_What needs to be done:_
Find the line that contains "Identify every instance of the man's". Then set down that line and all the lines after it, to the end of the records, exactly and with nothing added.

_Material for this exercise:_
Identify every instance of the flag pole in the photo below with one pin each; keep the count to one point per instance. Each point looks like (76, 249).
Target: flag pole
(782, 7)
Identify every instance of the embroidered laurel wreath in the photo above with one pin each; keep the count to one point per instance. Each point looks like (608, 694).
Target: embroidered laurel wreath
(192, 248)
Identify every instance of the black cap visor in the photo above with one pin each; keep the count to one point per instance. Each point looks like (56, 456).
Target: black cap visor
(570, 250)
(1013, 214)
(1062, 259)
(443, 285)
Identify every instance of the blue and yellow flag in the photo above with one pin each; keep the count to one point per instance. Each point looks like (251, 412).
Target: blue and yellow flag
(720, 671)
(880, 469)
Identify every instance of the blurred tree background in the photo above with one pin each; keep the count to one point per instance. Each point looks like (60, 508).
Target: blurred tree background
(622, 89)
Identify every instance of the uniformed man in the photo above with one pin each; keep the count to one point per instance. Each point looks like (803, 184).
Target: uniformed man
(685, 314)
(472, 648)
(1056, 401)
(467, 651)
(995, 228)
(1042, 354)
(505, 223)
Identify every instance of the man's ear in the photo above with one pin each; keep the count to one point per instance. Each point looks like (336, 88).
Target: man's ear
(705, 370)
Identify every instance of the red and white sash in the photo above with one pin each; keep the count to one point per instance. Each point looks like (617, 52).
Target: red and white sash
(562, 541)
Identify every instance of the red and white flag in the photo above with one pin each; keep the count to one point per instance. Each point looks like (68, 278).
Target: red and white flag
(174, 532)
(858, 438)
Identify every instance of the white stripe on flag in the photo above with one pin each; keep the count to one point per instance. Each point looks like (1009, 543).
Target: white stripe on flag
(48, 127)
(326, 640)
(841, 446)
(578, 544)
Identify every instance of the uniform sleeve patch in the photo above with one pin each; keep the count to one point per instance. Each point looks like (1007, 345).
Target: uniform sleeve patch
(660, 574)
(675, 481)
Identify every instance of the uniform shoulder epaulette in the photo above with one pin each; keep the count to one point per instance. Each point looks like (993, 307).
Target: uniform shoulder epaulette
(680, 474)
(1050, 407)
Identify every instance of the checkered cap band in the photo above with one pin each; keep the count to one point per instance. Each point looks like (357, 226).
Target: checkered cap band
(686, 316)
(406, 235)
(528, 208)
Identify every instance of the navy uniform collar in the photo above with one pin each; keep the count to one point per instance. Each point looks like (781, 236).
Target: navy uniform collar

_Reply:_
Identify every instance of the man's ear in the photo above with one pin each; keep the count to one point per instance. Each point looks like (336, 88).
Target: man's ear
(705, 370)
Identify every instance of the red and white sash in the photo above with one pin each; keep the count to one point per instance. Each point looks like (617, 52).
Target: red and white sash
(562, 541)
Identify every instance of the red and white flag in the photo above with one pin each; keep the count to one point per instance. Each point looks like (68, 278).
Target: red and white flag
(174, 532)
(858, 438)
Identify every instance of the white stripe on flag in the photo above with one pin each; keep the count to one point per instance. Each point looks like (1009, 543).
Target: white stripe on flag
(48, 127)
(326, 640)
(841, 446)
(578, 544)
Identify every instance of the uniform sleeve patch in the photo above with one pin each; keep the count to one point per instance. Each point looks like (1007, 345).
Target: uniform sleeve patch
(660, 574)
(675, 481)
Identify every instance of the uniform shoulder epaulette in the photo above with one pin each; keep the count to one point per instance. Each point looks like (993, 307).
Target: uniform shoulder epaulette
(680, 474)
(1050, 407)
Identify every instance of the checkered cap band in the photo above with one pin each; keep the count to one point per instance. Each point looks like (357, 226).
Target: checkered cap band
(686, 316)
(406, 235)
(528, 208)
Identify every instance of the navy uniform collar in the photo above with one pin each; keep the count to one point per instance. Each point looks like (781, 236).
Target: navy uniform collar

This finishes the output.